DOCUMENT PASSAGE:
◇ ◇ ◇ ◇ ◇

Academics Andrew Francis and Lydia Bleasdale outline the challenges facing younger lawyers and the importance of managing expectations
‘Millennials’ and millennial lawyers are often presented negatively in the trade and popular press. Commonly ascribed attributes are viewed as a challenge to the accepted ways in which organisations and the profession operates. However, the reality is much more complex.
This research paper, Great expectations: Millennial lawyers and the structures of contemporary legal practice, published in leading law journal Legal Studies, presents the findings of the first empirical study of the experiences of young lawyers who have entered an increasingly uncertain profession following a highly competitive education and recruitment process.
The paper analysed a sample of younger lawyers who, contradictory to common assumptions, were not work-shy, ill-informed or lazy. Rather, their expectations of professional practice have been framed by the socio-educational context in which their preparation for legal professional practice has been forged.
They understand the profession will be high-pressure and stress a core part of it. However, they have faced contradictory messages throughout their education and early engagements with the profession.
On the one hand, autonomy, responsibility and a well-regarded, highly remunerated professional career are held out to them. Yet, their experiences of limited autonomy in working life, as well as delayed personal and financial security, contradict these expectations.
This undermines their continuing commitment to the profession and frames their willingness to challenge organisational and professional norms, in particular, in relation to work-life balance and management practices.
There is, thus, also considerable stress, unhappiness and discomfort. Nearly 60% of questionnaire respondents had considered leaving the profession.
In highlighting the limits of the new entrants’ ability to challenge accepted ways of professional practice, our research cautions against optimistic predictions that changes to working cultures will occur readily as new generations enter the profession.
Paying close attention to the millennial generation enables us to look at the context within which all lawyers practise. Legal educators and the profession need to continue these conversations, including discussions about technological change, new delivery models and organisation forms, for the benefit of lawyers of all generations and, indeed, the future health of the profession as a whole.

◇ ◇ ◇ ◇ ◇

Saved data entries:
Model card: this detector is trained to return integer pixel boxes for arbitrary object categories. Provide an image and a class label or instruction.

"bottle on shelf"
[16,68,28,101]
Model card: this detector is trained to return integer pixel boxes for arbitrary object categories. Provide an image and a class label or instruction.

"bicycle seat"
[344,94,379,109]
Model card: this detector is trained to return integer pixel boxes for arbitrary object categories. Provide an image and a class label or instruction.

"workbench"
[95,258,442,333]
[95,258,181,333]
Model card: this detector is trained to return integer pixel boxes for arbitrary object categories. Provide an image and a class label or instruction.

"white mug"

◇ ◇ ◇ ◇ ◇

APPLY WHAT YOU READ:
a) In one to three sentences, explain why, according to the article on millennial lawyers, young lawyers' continuing commitment to the profession is undermined.
b) In the article on millennial lawyers, what share of questionnaire respondents had considered leaving the profession?
The listing above is separate material and is unrelated to the article on millennial lawyers.

YOUR WRITTEN ANSWERS:
a) They are promised autonomy, responsibility and a well-regarded, highly paid career, but their working lives bring limited autonomy and delayed personal and financial security. That contradiction between expectations and experience undermines their commitment to the profession.

b) Nearly 60%.